** START Provided entries **

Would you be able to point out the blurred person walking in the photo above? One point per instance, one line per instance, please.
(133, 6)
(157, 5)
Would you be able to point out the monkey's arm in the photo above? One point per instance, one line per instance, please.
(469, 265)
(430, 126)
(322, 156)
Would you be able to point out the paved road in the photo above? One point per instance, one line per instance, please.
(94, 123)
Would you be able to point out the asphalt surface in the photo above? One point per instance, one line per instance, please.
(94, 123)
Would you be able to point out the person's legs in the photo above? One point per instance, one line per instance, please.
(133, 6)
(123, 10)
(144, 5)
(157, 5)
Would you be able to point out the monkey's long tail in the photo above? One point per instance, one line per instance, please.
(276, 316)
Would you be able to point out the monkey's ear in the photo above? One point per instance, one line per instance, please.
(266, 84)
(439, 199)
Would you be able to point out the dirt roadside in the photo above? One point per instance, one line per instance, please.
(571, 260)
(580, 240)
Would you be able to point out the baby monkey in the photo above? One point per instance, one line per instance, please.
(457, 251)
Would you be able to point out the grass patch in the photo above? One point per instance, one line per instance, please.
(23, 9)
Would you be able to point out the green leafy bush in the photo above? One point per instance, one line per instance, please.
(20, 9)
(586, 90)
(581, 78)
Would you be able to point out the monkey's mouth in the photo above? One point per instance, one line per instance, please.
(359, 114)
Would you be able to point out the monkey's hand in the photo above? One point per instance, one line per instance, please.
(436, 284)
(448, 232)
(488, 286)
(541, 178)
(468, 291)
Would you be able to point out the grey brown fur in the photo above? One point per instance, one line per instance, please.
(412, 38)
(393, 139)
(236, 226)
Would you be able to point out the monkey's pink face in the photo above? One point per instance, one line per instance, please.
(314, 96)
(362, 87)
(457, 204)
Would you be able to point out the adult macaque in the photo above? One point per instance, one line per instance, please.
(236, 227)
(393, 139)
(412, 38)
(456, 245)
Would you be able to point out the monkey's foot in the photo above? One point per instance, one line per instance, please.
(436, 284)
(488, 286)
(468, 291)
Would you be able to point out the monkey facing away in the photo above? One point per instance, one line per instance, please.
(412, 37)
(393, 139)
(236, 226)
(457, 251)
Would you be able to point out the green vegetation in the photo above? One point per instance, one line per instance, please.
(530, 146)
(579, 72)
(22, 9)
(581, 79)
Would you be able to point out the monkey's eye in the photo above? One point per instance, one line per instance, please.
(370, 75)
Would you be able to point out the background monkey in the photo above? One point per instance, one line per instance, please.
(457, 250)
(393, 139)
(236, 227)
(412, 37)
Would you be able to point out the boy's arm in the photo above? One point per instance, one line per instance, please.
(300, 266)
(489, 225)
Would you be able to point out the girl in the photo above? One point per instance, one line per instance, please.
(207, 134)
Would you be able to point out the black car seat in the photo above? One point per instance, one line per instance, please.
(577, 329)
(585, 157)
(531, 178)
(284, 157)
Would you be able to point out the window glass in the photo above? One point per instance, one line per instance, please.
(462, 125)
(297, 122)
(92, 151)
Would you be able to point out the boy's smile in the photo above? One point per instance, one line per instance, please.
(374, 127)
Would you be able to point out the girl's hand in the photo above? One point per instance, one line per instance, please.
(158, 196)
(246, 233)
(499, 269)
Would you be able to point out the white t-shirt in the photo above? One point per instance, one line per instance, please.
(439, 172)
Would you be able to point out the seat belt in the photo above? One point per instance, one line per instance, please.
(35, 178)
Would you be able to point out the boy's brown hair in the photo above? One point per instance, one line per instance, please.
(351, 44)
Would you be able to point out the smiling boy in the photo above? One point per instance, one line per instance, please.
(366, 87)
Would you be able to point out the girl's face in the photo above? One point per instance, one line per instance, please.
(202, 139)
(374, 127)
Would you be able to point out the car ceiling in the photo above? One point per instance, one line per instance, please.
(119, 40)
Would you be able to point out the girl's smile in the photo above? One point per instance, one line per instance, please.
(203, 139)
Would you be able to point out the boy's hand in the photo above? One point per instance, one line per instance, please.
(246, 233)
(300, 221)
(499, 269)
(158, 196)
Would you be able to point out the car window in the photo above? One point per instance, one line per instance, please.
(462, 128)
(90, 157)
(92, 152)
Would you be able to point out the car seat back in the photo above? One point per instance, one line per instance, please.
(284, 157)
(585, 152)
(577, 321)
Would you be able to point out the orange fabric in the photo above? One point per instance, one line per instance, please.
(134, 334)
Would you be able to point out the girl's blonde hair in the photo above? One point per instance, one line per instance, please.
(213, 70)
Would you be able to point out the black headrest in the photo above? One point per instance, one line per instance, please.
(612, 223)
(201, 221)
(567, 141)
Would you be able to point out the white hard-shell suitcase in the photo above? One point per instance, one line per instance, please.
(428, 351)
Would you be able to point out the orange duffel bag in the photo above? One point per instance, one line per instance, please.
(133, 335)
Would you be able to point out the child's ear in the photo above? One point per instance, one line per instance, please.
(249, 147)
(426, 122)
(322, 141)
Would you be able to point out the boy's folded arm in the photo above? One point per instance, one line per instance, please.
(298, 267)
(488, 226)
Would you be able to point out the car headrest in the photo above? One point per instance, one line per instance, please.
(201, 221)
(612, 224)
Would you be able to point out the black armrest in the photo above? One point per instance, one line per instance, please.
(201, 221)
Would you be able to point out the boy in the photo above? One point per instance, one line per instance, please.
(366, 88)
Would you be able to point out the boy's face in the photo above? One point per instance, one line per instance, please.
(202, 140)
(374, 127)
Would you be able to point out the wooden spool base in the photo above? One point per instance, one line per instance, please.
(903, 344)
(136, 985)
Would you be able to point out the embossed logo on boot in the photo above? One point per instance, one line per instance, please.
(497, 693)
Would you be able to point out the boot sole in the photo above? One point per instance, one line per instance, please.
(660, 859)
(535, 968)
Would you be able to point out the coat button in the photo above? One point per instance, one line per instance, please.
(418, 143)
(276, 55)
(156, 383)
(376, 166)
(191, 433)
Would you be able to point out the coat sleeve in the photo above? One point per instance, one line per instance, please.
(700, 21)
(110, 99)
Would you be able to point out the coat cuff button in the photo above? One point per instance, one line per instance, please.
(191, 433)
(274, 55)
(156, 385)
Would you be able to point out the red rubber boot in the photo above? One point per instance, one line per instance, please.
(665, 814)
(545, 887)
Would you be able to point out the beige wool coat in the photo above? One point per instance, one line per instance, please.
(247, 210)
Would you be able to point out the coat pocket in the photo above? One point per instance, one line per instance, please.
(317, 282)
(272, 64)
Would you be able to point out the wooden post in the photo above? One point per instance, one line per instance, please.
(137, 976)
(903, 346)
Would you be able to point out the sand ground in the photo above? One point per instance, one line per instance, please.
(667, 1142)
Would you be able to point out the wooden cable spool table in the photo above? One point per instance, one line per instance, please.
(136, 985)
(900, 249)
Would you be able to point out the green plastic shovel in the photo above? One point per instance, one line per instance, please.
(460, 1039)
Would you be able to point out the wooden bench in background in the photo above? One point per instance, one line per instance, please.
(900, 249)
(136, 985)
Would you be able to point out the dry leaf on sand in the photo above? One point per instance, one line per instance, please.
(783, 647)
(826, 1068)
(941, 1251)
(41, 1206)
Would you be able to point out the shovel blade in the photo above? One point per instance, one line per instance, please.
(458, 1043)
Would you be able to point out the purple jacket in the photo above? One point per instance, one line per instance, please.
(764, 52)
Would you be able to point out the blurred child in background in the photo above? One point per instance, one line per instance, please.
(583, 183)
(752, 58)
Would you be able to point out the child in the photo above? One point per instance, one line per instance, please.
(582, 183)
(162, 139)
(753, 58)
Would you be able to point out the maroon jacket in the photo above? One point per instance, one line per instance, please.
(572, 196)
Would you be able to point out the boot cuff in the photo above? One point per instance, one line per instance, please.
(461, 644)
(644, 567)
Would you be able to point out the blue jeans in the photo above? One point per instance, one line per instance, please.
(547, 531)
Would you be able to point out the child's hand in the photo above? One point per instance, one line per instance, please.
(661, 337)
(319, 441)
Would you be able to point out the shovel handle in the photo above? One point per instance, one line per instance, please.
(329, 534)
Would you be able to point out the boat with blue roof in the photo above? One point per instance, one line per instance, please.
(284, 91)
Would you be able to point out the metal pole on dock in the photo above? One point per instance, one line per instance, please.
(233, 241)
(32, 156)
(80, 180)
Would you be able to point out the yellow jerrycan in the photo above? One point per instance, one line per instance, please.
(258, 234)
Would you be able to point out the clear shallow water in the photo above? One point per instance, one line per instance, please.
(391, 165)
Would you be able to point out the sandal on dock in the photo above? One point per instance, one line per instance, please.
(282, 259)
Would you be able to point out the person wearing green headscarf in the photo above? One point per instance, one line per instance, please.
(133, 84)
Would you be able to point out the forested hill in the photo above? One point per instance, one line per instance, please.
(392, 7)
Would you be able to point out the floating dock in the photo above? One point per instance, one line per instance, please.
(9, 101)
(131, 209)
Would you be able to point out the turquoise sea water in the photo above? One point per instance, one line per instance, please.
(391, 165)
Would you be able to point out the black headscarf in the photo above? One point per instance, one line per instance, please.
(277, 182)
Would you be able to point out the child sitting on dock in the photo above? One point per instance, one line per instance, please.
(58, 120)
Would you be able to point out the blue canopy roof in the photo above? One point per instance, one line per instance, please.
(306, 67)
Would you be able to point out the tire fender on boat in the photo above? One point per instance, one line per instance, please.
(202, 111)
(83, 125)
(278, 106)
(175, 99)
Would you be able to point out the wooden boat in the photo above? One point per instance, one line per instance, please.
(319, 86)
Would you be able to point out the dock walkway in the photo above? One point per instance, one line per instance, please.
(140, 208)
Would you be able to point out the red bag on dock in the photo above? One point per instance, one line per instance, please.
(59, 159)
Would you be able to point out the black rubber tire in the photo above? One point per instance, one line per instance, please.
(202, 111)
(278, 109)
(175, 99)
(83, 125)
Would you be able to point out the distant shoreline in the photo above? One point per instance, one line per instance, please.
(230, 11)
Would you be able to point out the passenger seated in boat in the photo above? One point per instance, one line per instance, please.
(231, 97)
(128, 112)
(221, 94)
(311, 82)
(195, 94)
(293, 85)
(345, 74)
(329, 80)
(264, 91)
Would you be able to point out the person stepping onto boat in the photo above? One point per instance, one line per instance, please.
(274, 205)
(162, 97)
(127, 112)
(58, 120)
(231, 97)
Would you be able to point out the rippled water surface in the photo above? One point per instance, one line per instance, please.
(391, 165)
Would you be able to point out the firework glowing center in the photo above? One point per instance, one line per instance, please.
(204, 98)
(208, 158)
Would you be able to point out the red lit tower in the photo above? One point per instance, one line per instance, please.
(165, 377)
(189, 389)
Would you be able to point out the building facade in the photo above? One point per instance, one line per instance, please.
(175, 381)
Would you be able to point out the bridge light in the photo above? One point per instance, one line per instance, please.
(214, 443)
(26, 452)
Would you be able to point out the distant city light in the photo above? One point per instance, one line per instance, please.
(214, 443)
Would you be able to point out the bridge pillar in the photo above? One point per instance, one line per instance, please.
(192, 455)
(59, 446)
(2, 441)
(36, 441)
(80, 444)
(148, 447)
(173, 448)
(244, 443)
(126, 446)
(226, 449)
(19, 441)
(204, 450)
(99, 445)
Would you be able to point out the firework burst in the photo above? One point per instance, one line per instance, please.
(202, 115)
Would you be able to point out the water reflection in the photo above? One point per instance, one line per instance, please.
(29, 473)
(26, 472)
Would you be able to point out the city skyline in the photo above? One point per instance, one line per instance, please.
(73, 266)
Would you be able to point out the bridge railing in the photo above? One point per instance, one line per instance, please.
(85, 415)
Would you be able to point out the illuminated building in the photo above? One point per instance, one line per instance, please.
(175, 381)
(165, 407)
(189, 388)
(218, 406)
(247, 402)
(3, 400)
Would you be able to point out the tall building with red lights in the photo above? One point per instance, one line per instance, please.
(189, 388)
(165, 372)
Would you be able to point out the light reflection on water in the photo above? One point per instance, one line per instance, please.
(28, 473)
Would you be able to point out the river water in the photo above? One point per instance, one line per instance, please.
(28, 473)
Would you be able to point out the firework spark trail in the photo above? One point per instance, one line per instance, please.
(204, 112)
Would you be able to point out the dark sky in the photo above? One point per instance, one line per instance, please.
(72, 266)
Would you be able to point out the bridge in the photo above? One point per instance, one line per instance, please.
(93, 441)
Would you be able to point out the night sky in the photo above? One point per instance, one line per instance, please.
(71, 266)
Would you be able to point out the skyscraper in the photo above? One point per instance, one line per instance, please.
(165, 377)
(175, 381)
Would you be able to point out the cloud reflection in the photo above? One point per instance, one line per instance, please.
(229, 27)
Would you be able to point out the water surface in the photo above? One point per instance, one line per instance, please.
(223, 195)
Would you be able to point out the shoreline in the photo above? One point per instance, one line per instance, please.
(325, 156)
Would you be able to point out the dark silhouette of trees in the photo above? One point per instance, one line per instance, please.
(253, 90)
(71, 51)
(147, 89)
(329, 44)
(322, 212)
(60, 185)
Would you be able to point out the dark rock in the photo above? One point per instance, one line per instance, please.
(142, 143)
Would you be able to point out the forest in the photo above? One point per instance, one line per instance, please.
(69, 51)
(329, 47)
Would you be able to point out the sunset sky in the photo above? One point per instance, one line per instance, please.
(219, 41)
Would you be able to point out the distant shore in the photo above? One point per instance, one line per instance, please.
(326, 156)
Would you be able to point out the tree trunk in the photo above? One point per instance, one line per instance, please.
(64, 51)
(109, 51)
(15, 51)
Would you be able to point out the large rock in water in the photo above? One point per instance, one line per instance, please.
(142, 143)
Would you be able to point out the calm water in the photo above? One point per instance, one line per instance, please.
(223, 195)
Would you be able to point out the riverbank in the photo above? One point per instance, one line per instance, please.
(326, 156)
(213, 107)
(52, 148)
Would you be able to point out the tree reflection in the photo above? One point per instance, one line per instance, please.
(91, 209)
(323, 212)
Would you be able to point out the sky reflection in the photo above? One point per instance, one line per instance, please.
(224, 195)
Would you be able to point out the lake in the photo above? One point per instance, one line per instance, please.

** END Provided entries **

**Task directions**
Write out the lines above, starting at the line that contains "Would you be able to point out the forest in" and ending with the final line, and nothing else; copy them exactly.

**Output of the exercise**
Would you be able to point out the forest in the photo above? One point per instance, one line per instance, please.
(69, 51)
(329, 47)
Would you be able to point out the sunset sky in the photo above? One point per instance, one line per instance, please.
(219, 41)
Would you be able to point out the distant shore in the photo above? One point per instance, one line per instance, please.
(326, 156)
Would you be able to point out the tree trunk in the photo above? One point per instance, one line per instance, please.
(64, 51)
(109, 51)
(15, 51)
Would you be able to point out the large rock in water in the photo above? One point per instance, one line per instance, please.
(142, 143)
Would you be able to point out the calm water in the photo above? One point per instance, one line per instance, please.
(223, 195)
Would you be able to point out the riverbank in the photo above? One point per instance, one line per instance, please.
(326, 156)
(213, 107)
(52, 148)
Would you be able to point out the tree reflection in the photo above? One point per instance, one line per instance, please.
(91, 209)
(323, 212)
Would you be able to point out the sky reflection in the photo above? One point per instance, one line per instance, please.
(224, 195)
Would you be able to point out the lake in the photo above? One point per instance, one line per instance, please.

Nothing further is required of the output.